(Records excerpted from a collection)
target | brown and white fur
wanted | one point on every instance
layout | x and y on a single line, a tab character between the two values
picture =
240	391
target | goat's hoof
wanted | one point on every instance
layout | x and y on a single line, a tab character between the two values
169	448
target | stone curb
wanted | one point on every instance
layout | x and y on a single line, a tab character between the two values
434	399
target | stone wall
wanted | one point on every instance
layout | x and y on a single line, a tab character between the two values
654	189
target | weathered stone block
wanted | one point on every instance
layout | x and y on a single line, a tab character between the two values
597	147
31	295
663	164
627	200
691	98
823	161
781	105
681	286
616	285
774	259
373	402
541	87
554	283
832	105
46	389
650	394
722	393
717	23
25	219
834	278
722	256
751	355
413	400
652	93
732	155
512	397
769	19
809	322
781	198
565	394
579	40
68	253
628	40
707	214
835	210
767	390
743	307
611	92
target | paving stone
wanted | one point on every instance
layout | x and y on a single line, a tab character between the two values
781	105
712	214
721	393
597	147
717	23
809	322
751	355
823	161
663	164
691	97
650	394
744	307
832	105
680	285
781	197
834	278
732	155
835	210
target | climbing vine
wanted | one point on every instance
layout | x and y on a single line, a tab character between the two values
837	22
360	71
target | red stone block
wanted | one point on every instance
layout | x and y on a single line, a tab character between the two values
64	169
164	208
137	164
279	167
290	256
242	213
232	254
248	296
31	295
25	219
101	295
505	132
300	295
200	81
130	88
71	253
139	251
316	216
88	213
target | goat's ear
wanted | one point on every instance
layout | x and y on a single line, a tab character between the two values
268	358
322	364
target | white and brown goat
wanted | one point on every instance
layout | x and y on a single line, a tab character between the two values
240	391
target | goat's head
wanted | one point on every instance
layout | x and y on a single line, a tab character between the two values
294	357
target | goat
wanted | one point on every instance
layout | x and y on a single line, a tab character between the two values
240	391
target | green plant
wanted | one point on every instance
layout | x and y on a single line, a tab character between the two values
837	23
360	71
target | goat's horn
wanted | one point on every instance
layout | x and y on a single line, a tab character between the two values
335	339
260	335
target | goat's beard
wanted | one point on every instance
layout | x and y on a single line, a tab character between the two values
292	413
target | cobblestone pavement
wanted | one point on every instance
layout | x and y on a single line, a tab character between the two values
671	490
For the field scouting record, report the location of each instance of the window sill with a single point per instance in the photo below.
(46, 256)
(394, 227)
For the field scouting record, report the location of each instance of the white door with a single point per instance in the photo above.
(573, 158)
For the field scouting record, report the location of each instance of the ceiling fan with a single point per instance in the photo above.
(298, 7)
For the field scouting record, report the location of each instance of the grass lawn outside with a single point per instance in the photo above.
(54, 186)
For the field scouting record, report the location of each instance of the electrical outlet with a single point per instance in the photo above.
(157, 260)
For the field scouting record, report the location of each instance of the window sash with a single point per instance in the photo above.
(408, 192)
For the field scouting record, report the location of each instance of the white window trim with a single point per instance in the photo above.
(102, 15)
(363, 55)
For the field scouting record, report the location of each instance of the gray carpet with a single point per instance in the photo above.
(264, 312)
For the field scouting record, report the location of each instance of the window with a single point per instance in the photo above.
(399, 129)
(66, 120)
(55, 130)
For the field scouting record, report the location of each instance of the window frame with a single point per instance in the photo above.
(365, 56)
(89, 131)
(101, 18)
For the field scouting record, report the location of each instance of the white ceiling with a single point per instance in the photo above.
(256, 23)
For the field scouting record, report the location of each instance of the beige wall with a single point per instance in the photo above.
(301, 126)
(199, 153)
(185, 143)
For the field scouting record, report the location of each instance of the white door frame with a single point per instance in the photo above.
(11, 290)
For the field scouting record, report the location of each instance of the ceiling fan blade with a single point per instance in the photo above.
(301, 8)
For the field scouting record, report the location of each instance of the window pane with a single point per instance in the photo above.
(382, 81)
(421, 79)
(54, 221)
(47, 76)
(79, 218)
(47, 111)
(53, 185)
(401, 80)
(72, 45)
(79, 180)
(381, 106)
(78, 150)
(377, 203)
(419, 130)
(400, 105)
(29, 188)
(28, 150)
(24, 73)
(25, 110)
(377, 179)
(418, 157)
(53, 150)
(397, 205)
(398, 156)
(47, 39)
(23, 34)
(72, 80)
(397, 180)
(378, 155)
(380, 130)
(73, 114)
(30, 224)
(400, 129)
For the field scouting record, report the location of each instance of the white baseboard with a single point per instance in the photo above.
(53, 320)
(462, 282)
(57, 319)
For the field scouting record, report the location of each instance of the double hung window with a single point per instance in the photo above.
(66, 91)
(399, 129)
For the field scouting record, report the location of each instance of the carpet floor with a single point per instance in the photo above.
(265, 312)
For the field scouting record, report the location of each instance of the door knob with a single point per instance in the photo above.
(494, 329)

**Directions for this task**
Print every record exactly as written.

**Task solution**
target | brown and white fur
wanted | one point on every instance
layout | x and y on a single line, a tab character between the two values
picture =
240	391
target | goat's hoof
wanted | one point on every instance
layout | x and y on a single line, a tab character between the two values
169	448
target | stone curb
wanted | one point on every instance
layout | x and y on a single line, a tab character between the two values
434	399
target | stone wall
wanted | one point on every instance
layout | x and y on a single line, a tab character between the two values
654	189
target | weathered stone block
wanted | one point on every instance
layout | x and y on a single line, a tab character between the two values
597	147
31	295
663	164
627	200
691	98
823	161
781	105
681	286
616	285
774	259
373	402
541	87
554	283
832	105
46	389
650	394
722	393
717	23
25	219
834	278
722	256
751	355
413	400
652	93
732	155
512	397
769	19
809	322
781	198
565	394
579	40
68	253
628	40
707	214
835	210
767	390
743	307
611	92
target | paving stone
wanted | one point on every instance
layout | x and y on a single line, a tab character between the two values
781	105
712	214
721	393
597	147
717	23
809	322
751	355
823	161
663	164
691	97
650	394
744	307
832	105
680	285
781	197
834	278
732	155
835	210
target | climbing vine
wanted | one point on every instance
layout | x and y on a single line, a tab character between the two values
837	22
360	71
target | red stone block
wanted | one point on every instance
layout | x and y on a single line, a tab character between the two values
64	169
164	208
137	164
279	167
290	256
242	213
232	254
248	296
31	295
25	219
101	295
505	132
300	295
200	81
130	88
71	253
139	251
316	216
88	213
target | goat's ear
wanted | one point on every instance
layout | x and y on a single line, a tab character between the two values
268	358
322	364
target | white and brown goat
wanted | one point on every instance
layout | x and y on a single line, a tab character between the two values
240	391
target | goat's head
wanted | one point on every instance
layout | x and y on a single line, a tab character between the two values
294	357
target | goat
wanted | one point on every instance
layout | x and y on a single line, a tab character between the two values
240	391
target | green plant
wanted | one point on every instance
layout | x and y on a single line, a tab character between the two values
837	23
360	71
target | goat's horn
wanted | one point on every instance
layout | x and y on a single line, a tab character between the two values
335	339
260	335
target | goat's beard
wanted | one point on every instance
layout | x and y on a single line, a tab character between the two values
292	413
target | cobblestone pavement
wanted | one point on every instance
layout | x and y on a single line, a tab character between the two values
671	490
For the field scouting record, report the location of each instance of the window sill with a single point per instance in the photo below.
(46, 256)
(394, 227)
For the field scouting record, report the location of each instance of the white door with a single point per instance in the photo above.
(573, 158)
For the field scouting record, report the location of each instance of the ceiling fan with a single point per instance in the photo above.
(298, 7)
For the field scouting record, report the location of each instance of the grass lawn outside with a single point per instance in the photo above.
(54, 186)
For the field scouting record, report the location of each instance of the electrical outlet with a single point per instance in the photo above.
(157, 260)
For the field scouting record, report the location of each instance of the window sash with a single point per instance in the photo above.
(408, 192)
For the field scouting record, report the location of each instance of the white window trim with a single point per instance in the photo above.
(102, 15)
(363, 55)
For the field scouting record, report the location of each instance of the gray carpet with a single point per instance in the photo above.
(264, 312)
For the field scouting record, report the location of each instance of the window with a single point per instance in the photo above.
(399, 129)
(66, 120)
(55, 130)
For the field scouting record, report the location of each instance of the window frame with a single point per instance in the photo above.
(365, 56)
(89, 131)
(101, 18)
For the field scouting record, report the location of each instance of the white ceiling with a single point per instance in the photo above.
(256, 23)
For the field scouting record, report the location of each instance of the beige wall with a single point per instance in the photo above.
(301, 126)
(199, 153)
(185, 143)
For the field scouting record, report the location of each instance of the white door frame with a single point per instance in the photo above.
(11, 290)
For the field scouting record, report the location of each instance of the ceiling fan blade with a single point per instance in the photo above.
(301, 8)
For the field scouting record, report the location of each instance of the window pane with a single point per instance in the photo above.
(382, 81)
(421, 79)
(54, 221)
(47, 76)
(79, 218)
(47, 111)
(53, 185)
(401, 80)
(72, 45)
(79, 180)
(381, 106)
(78, 150)
(377, 203)
(419, 130)
(400, 105)
(29, 188)
(28, 150)
(24, 73)
(25, 110)
(377, 179)
(418, 157)
(53, 150)
(397, 205)
(398, 156)
(47, 39)
(23, 34)
(72, 80)
(397, 180)
(378, 155)
(380, 130)
(73, 114)
(30, 224)
(400, 129)
For the field scouting record, report the location of each instance of the white baseboard with a single point per instance in the photo above.
(53, 320)
(462, 282)
(57, 319)
For the field scouting record, report the location of each instance of the double hung window with a single point per instance in the photo above.
(66, 91)
(399, 129)
For the field scouting record, report the location of each instance of the carpet floor with a single point per instance in the photo above.
(265, 312)
For the field scouting record, report the location of each instance of the door knob with a single point per instance in the photo above.
(494, 329)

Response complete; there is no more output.